課題 a: 記録のうち、文字列「fingernail」を含む行を探し出し、一行残らず書き写すこと。
# # # # # # #
21世紀を「20世紀のつづき」にしてはならない


 東の空が紅く輝いて2013年が明ける。21世紀も12年が流れて既に13年をかさねた。第一次世界大戦からほぼ一世紀が流れた。第二次世界大戦から80年近くが流れたのだ。

 日本の敗戦とポツダム宣言受諾と無条件降伏から70年近くが流れた。戦後憲法の公布からも70年近くが流れた。朝鮮戦争の勃発と日米安保の始まりから60年余りが流れた。この朝鮮戦争と時を同じくした戦後日本の再軍備の本格化が始まってから60年近くが流れた。帝国アメリカのベトナム侵略の敗北とベトナム解放から40年近くが流れた。「理性とヒューマニズム」にたつ「新しい社会主義」をめざす、私たち「人民の力」が一九七一年真夏に登場してから40年余りが流れた。その間に、帝国アメリカを中枢とした「西」側世界に対抗したソ連と「現存社会主義」体制の崩壊がすすんで、世界の様相は根底的に変った。

 21世紀もいよいよ本格化する。21世紀は、もはや「20世紀の延長」ではない。

21世紀は「21世紀それ自体としての進展」を遂げ、「それ自体の姿」を取り、「それ自体の振る舞い」をしなければならないのだ。

 20世紀前半の日本という国は恐ろしい国だった。他国に攻め入った国だった。他国を植民地支配した国だった。他国の人びとに暴虐の限りを尽くした国だった。「鬼!」と云われて当然の日本だった。天皇絶対主義の下に日本人のすべてが「鬼!」になり下がった「恐ろしい国」だった。

 20世紀前半の日本はほんとうに恥ずかしい国だった。

 思い上がった日本だった。のぼせあがった国だった。近代化と資本主義化をアジア諸国に一歩先んじたというだけで「思い上がった国」だった。
# # # # # # #
課題 b: 出典抜粋の「日本の敗戦と」で始まる段落から、そこから何年が流れたと述べられている出来事をすべて挙げ、それぞれの年数も添えよ。

元の記録
# # # # # # #
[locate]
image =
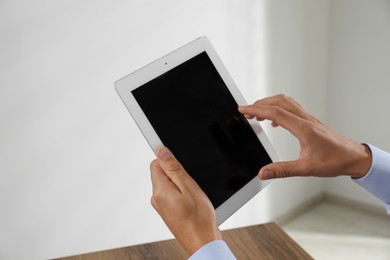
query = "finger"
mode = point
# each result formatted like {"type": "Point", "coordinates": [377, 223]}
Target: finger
{"type": "Point", "coordinates": [174, 170]}
{"type": "Point", "coordinates": [160, 181]}
{"type": "Point", "coordinates": [281, 170]}
{"type": "Point", "coordinates": [279, 116]}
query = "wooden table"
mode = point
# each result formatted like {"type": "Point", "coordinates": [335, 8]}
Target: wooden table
{"type": "Point", "coordinates": [266, 241]}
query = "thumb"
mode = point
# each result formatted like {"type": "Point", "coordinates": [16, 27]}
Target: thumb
{"type": "Point", "coordinates": [280, 170]}
{"type": "Point", "coordinates": [173, 169]}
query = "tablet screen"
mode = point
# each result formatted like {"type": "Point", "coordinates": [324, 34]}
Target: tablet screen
{"type": "Point", "coordinates": [197, 118]}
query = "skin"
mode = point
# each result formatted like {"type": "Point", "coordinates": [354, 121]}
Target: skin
{"type": "Point", "coordinates": [189, 214]}
{"type": "Point", "coordinates": [323, 152]}
{"type": "Point", "coordinates": [181, 203]}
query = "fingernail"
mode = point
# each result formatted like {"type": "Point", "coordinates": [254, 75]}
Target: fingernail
{"type": "Point", "coordinates": [267, 175]}
{"type": "Point", "coordinates": [164, 153]}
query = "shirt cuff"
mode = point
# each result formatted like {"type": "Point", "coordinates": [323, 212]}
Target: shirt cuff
{"type": "Point", "coordinates": [216, 249]}
{"type": "Point", "coordinates": [377, 180]}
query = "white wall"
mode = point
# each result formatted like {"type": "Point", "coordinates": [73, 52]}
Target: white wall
{"type": "Point", "coordinates": [297, 56]}
{"type": "Point", "coordinates": [74, 168]}
{"type": "Point", "coordinates": [359, 80]}
{"type": "Point", "coordinates": [74, 171]}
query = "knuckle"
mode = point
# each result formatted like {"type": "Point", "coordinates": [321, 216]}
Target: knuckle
{"type": "Point", "coordinates": [277, 111]}
{"type": "Point", "coordinates": [175, 166]}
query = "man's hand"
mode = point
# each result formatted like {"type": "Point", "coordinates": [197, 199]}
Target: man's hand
{"type": "Point", "coordinates": [181, 203]}
{"type": "Point", "coordinates": [324, 153]}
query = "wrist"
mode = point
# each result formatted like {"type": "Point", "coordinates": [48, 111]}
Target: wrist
{"type": "Point", "coordinates": [362, 163]}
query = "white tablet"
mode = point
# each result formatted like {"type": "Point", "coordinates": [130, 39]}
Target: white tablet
{"type": "Point", "coordinates": [188, 102]}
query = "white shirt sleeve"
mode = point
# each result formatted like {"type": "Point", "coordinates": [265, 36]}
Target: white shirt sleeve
{"type": "Point", "coordinates": [377, 180]}
{"type": "Point", "coordinates": [217, 249]}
# # # # # # #
解答 a:
query = "fingernail"
Target: fingernail

解答 b:
- 日本の敗戦とポツダム宣言受諾と無条件降伏：70年近く
- 戦後憲法の公布：70年近く
- 朝鮮戦争の勃発と日米安保の始まり：60年余り
- 戦後日本の再軍備の本格化の始まり：60年近く
- 帝国アメリカのベトナム侵略の敗北とベトナム解放：40年近く
- 「人民の力」の一九七一年真夏の登場：40年余り